- [Page extract]
Saturday, August 20, 2011

In Search of the Lost Architecture

When I think about architecture, images come into my mind. Many of these images are connected with my training and work as an architect. They contain the professional knowledge about architecture that I have gathered over the years. Some of the other images have to do with my childhood. There was a time when I experienced architecture without even thinking about it. Sometimes I can almost feel a particular door handle in my hand, a piece of metal shaped like the back of a spoon.
I used to take hold of it when I went into my aunt's garden. That door handle still seems to me like a special sign of entry into a world of different moods and smells. I remember the sound of the gravel under my feet, the soft gleam of the waxed oak staircase, I can hear the heavy front door closing behind me as I walk along the dark corridor and enter the kitchen, the only really brightly lit room in the house.
Looking back, it seems as if this was the only room in the house in which the ceiling did not disappear into twilight; the small hexagonal tiles of floor, dark red and fitted so tightly together that the cracks between them were almost imperceptible, were hard and unyielding under my feet, and a smell of oil paint issued from the kitchen cupboard.

- [Given task 1]
Pull out every line of the records below that contains the string "clouds", treating case as significant.

Items listed in a dataset
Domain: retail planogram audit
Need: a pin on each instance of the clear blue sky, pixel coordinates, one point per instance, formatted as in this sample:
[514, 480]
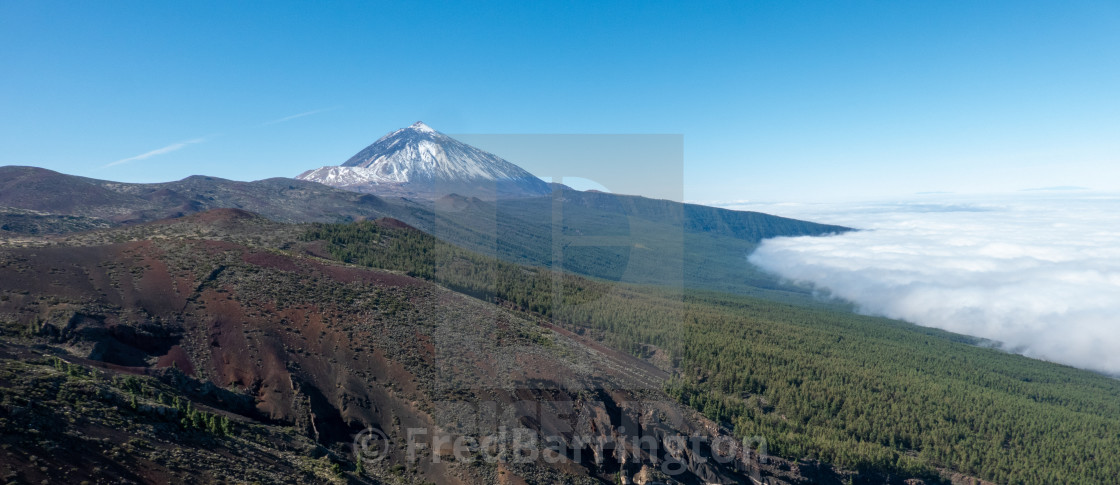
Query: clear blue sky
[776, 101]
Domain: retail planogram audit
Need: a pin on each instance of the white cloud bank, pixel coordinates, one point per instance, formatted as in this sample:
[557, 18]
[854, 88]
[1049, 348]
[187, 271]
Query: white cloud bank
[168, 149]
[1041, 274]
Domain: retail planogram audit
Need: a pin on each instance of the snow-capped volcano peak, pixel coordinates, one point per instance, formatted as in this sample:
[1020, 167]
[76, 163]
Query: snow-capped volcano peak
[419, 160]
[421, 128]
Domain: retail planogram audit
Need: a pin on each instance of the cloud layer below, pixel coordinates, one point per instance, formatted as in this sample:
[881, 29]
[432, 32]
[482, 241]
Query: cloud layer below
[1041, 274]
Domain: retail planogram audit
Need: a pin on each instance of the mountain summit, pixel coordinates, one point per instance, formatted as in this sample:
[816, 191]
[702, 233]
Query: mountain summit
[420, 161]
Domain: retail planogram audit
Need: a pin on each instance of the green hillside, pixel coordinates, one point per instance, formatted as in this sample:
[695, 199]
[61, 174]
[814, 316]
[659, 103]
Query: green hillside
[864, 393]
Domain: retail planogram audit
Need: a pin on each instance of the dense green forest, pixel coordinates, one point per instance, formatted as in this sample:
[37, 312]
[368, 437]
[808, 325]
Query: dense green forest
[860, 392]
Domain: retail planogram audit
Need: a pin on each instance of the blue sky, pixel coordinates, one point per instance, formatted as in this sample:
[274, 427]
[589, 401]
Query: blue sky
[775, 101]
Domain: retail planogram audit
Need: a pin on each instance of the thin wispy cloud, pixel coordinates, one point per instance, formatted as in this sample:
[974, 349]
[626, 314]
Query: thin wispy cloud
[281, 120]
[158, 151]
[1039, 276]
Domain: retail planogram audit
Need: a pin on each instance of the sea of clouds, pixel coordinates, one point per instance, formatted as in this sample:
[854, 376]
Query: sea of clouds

- [Given task 2]
Write out the passage of the architecture essay between "I used to take" and "the kitchen cupboard.", inclusive.

- [Task result 1]
Need: a pin on each instance of the sea of clouds, pixel coordinates, one point per instance, formatted as in this sample:
Query: sea of clouds

- [Task result 2]
I used to take hold of it when I went into my aunt's garden. That door handle still seems to me like a special sign of entry into a world of different moods and smells. I remember the sound of the gravel under my feet, the soft gleam of the waxed oak staircase, I can hear the heavy front door closing behind me as I walk along the dark corridor and enter the kitchen, the only really brightly lit room in the house.
Looking back, it seems as if this was the only room in the house in which the ceiling did not disappear into twilight; the small hexagonal tiles of floor, dark red and fitted so tightly together that the cracks between them were almost imperceptible, were hard and unyielding under my feet, and a smell of oil paint issued from the kitchen cupboard.